• [EXERCISE AIM]: Scan the entries below, and for each line that includes the word "plaque", make a copy.
§ §
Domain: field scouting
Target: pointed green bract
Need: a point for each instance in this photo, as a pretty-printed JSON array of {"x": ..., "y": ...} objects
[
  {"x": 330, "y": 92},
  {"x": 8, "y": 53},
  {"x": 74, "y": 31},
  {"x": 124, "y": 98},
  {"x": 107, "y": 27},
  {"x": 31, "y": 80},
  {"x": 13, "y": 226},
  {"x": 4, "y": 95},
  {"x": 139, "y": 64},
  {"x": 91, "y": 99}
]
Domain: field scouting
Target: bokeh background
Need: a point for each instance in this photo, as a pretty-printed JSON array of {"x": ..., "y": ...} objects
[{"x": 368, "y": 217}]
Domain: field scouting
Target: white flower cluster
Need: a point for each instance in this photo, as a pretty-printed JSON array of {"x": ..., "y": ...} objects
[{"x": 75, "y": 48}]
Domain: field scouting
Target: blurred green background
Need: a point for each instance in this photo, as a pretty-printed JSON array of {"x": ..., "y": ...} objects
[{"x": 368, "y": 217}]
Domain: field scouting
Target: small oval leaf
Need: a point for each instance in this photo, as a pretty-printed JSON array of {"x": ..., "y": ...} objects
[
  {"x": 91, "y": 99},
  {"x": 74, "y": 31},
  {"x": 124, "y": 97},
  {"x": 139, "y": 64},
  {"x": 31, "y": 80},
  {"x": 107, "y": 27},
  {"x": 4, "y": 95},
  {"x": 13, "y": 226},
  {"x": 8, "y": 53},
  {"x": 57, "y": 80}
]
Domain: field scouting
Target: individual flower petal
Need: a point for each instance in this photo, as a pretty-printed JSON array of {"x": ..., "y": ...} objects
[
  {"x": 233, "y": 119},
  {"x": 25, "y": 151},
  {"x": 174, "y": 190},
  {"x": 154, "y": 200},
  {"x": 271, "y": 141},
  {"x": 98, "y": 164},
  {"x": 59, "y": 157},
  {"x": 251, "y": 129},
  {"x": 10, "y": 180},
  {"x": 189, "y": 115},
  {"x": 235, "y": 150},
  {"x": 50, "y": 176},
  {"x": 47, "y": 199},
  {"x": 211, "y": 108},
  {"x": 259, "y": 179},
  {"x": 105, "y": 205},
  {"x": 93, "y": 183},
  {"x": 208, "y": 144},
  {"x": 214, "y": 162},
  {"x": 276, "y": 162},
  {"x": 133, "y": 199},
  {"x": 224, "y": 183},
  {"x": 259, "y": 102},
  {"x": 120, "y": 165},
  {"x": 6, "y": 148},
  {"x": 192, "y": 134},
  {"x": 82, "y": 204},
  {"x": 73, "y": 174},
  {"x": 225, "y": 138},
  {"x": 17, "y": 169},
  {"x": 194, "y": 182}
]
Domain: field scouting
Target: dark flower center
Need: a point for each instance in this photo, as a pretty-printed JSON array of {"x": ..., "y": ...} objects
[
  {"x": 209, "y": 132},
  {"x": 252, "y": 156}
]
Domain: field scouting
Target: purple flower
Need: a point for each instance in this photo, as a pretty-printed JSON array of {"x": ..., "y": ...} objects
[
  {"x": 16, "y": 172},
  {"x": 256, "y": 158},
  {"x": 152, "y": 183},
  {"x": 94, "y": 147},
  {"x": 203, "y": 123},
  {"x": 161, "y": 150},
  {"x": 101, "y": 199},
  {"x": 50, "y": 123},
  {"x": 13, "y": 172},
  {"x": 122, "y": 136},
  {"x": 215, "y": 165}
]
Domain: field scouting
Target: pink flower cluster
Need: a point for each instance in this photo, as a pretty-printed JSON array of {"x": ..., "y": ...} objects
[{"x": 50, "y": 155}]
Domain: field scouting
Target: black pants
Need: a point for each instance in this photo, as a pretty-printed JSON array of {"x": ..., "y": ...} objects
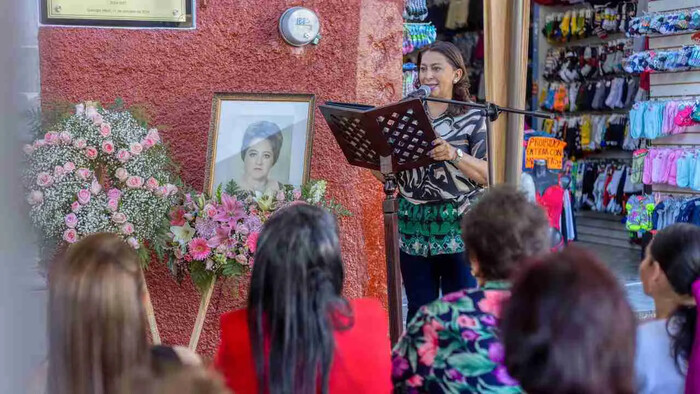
[{"x": 424, "y": 277}]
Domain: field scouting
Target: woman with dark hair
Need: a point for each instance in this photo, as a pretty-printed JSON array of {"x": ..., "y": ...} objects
[
  {"x": 568, "y": 328},
  {"x": 669, "y": 273},
  {"x": 299, "y": 334},
  {"x": 262, "y": 143},
  {"x": 96, "y": 318},
  {"x": 452, "y": 344},
  {"x": 433, "y": 198}
]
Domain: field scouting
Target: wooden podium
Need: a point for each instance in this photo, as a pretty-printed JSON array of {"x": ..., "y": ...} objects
[{"x": 389, "y": 139}]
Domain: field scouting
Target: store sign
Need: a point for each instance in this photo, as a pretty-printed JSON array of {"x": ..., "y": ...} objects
[
  {"x": 545, "y": 148},
  {"x": 118, "y": 12}
]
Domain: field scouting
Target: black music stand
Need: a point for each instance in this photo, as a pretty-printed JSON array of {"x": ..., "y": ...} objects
[{"x": 389, "y": 139}]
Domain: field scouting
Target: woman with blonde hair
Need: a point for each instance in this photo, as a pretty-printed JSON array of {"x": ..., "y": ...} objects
[{"x": 96, "y": 317}]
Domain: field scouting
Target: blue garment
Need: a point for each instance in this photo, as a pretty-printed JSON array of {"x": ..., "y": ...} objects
[
  {"x": 656, "y": 371},
  {"x": 425, "y": 277},
  {"x": 657, "y": 216}
]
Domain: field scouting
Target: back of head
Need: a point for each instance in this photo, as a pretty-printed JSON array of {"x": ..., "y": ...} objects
[
  {"x": 183, "y": 380},
  {"x": 677, "y": 250},
  {"x": 568, "y": 328},
  {"x": 96, "y": 319},
  {"x": 295, "y": 299},
  {"x": 502, "y": 230}
]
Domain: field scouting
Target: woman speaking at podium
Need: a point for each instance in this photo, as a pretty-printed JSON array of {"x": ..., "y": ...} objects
[{"x": 433, "y": 198}]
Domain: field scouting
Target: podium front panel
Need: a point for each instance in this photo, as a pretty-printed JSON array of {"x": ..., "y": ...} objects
[{"x": 408, "y": 131}]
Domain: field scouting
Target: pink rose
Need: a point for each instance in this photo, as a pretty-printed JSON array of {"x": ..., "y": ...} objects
[
  {"x": 71, "y": 220},
  {"x": 133, "y": 242},
  {"x": 171, "y": 189},
  {"x": 35, "y": 197},
  {"x": 108, "y": 147},
  {"x": 135, "y": 148},
  {"x": 210, "y": 210},
  {"x": 91, "y": 152},
  {"x": 127, "y": 228},
  {"x": 148, "y": 143},
  {"x": 95, "y": 187},
  {"x": 80, "y": 143},
  {"x": 105, "y": 130},
  {"x": 84, "y": 174},
  {"x": 118, "y": 218},
  {"x": 58, "y": 172},
  {"x": 51, "y": 138},
  {"x": 134, "y": 182},
  {"x": 121, "y": 174},
  {"x": 70, "y": 235},
  {"x": 65, "y": 137},
  {"x": 112, "y": 204},
  {"x": 84, "y": 196},
  {"x": 153, "y": 134},
  {"x": 493, "y": 301},
  {"x": 415, "y": 381},
  {"x": 90, "y": 111},
  {"x": 44, "y": 179},
  {"x": 123, "y": 155},
  {"x": 152, "y": 184},
  {"x": 114, "y": 193}
]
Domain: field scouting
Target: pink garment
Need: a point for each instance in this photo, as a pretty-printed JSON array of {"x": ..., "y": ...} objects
[
  {"x": 658, "y": 165},
  {"x": 648, "y": 161},
  {"x": 683, "y": 116},
  {"x": 673, "y": 166},
  {"x": 552, "y": 200},
  {"x": 692, "y": 379}
]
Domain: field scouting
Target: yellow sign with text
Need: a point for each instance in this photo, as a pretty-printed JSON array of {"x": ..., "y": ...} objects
[
  {"x": 545, "y": 148},
  {"x": 118, "y": 10}
]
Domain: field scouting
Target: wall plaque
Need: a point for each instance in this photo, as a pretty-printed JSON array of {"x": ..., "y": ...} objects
[{"x": 124, "y": 13}]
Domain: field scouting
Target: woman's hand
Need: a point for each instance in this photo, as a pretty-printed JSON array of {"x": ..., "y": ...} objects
[{"x": 443, "y": 151}]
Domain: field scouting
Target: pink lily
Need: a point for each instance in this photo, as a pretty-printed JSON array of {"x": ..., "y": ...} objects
[{"x": 222, "y": 234}]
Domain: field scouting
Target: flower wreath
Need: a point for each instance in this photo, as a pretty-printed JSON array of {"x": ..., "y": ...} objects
[{"x": 99, "y": 171}]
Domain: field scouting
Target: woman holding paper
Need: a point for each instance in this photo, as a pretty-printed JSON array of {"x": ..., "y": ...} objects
[{"x": 433, "y": 198}]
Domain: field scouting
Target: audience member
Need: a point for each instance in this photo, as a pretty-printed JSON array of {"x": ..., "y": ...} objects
[
  {"x": 96, "y": 318},
  {"x": 183, "y": 380},
  {"x": 569, "y": 329},
  {"x": 669, "y": 272},
  {"x": 452, "y": 344},
  {"x": 299, "y": 334}
]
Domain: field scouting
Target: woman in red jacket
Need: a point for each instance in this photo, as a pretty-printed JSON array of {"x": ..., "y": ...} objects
[{"x": 299, "y": 334}]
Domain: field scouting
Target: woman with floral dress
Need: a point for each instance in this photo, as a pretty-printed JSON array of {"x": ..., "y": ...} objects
[{"x": 452, "y": 344}]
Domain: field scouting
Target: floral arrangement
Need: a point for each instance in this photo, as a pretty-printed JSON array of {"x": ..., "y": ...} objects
[
  {"x": 99, "y": 170},
  {"x": 212, "y": 237}
]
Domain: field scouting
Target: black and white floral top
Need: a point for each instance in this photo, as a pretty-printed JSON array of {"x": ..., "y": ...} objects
[
  {"x": 442, "y": 181},
  {"x": 433, "y": 198}
]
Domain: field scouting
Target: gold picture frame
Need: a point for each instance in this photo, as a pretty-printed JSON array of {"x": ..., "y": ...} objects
[{"x": 234, "y": 112}]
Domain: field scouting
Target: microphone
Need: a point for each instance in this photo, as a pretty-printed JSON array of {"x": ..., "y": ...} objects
[{"x": 422, "y": 91}]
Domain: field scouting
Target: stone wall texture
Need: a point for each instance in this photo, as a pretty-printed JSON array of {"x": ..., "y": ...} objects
[{"x": 236, "y": 48}]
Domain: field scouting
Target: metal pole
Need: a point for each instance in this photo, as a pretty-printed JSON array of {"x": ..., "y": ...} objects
[
  {"x": 516, "y": 94},
  {"x": 393, "y": 272}
]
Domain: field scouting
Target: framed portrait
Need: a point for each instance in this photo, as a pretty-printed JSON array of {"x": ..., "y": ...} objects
[{"x": 261, "y": 141}]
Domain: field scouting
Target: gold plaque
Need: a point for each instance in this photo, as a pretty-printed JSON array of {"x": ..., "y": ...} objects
[{"x": 118, "y": 10}]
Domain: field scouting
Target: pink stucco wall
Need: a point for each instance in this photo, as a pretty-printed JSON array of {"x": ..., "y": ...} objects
[{"x": 236, "y": 48}]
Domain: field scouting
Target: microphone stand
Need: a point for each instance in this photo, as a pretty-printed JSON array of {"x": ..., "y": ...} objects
[{"x": 491, "y": 112}]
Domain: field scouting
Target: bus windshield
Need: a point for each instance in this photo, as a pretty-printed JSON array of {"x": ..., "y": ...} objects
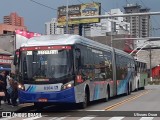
[{"x": 45, "y": 64}]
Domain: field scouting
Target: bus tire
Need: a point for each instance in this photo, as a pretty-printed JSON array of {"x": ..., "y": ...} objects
[
  {"x": 84, "y": 104},
  {"x": 128, "y": 90},
  {"x": 107, "y": 94},
  {"x": 39, "y": 105},
  {"x": 144, "y": 85},
  {"x": 137, "y": 86}
]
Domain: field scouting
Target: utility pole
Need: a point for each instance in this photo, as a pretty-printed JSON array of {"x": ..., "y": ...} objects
[
  {"x": 150, "y": 60},
  {"x": 67, "y": 18}
]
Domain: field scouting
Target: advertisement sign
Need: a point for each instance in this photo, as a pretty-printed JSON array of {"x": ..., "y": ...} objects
[
  {"x": 5, "y": 59},
  {"x": 89, "y": 9},
  {"x": 23, "y": 36}
]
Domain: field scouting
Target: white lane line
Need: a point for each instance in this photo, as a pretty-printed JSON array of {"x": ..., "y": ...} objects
[
  {"x": 8, "y": 118},
  {"x": 86, "y": 118},
  {"x": 146, "y": 118},
  {"x": 59, "y": 118},
  {"x": 116, "y": 118},
  {"x": 32, "y": 118}
]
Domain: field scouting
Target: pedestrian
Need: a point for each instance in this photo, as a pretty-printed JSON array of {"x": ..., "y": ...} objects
[
  {"x": 14, "y": 91},
  {"x": 2, "y": 86}
]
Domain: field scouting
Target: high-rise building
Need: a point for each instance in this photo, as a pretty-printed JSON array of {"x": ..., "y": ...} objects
[
  {"x": 140, "y": 25},
  {"x": 108, "y": 26},
  {"x": 52, "y": 27},
  {"x": 13, "y": 19}
]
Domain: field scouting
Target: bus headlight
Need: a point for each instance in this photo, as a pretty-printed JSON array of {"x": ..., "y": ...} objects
[
  {"x": 68, "y": 85},
  {"x": 21, "y": 87}
]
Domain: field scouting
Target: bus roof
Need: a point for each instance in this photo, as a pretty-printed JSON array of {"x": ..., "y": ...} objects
[{"x": 67, "y": 39}]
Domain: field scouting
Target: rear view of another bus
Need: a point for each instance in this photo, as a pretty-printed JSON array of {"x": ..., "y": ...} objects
[{"x": 140, "y": 75}]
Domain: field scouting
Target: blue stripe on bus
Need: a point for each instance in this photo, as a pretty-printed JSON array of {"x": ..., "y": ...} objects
[{"x": 67, "y": 96}]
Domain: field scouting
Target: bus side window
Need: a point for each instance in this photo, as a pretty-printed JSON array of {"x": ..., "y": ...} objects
[{"x": 77, "y": 58}]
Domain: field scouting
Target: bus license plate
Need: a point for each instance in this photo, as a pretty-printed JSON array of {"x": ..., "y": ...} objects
[{"x": 42, "y": 100}]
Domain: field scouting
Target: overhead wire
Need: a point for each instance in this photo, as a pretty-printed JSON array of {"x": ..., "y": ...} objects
[{"x": 43, "y": 5}]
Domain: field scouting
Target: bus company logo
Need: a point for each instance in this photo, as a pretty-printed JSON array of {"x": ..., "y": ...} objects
[
  {"x": 51, "y": 87},
  {"x": 6, "y": 114}
]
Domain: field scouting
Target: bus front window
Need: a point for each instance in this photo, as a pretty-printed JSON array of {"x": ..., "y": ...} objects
[{"x": 50, "y": 64}]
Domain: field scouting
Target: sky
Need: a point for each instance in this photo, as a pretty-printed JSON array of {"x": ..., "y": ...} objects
[{"x": 36, "y": 15}]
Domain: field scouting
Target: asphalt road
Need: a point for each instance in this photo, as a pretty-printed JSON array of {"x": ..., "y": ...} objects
[{"x": 140, "y": 105}]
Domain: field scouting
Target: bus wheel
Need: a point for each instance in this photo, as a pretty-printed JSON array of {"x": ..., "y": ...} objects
[
  {"x": 38, "y": 105},
  {"x": 128, "y": 90},
  {"x": 144, "y": 85},
  {"x": 84, "y": 104},
  {"x": 107, "y": 95}
]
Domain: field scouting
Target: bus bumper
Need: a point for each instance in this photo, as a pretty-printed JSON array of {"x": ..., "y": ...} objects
[{"x": 65, "y": 96}]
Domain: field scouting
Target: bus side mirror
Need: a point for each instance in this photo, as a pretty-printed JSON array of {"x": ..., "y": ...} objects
[{"x": 16, "y": 56}]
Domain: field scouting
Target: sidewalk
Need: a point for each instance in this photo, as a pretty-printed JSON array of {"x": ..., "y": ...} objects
[{"x": 9, "y": 108}]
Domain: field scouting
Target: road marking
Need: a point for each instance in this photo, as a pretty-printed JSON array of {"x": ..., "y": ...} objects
§ §
• [EXERCISE OUTPUT]:
Target: wall plaque
Target: gold plaque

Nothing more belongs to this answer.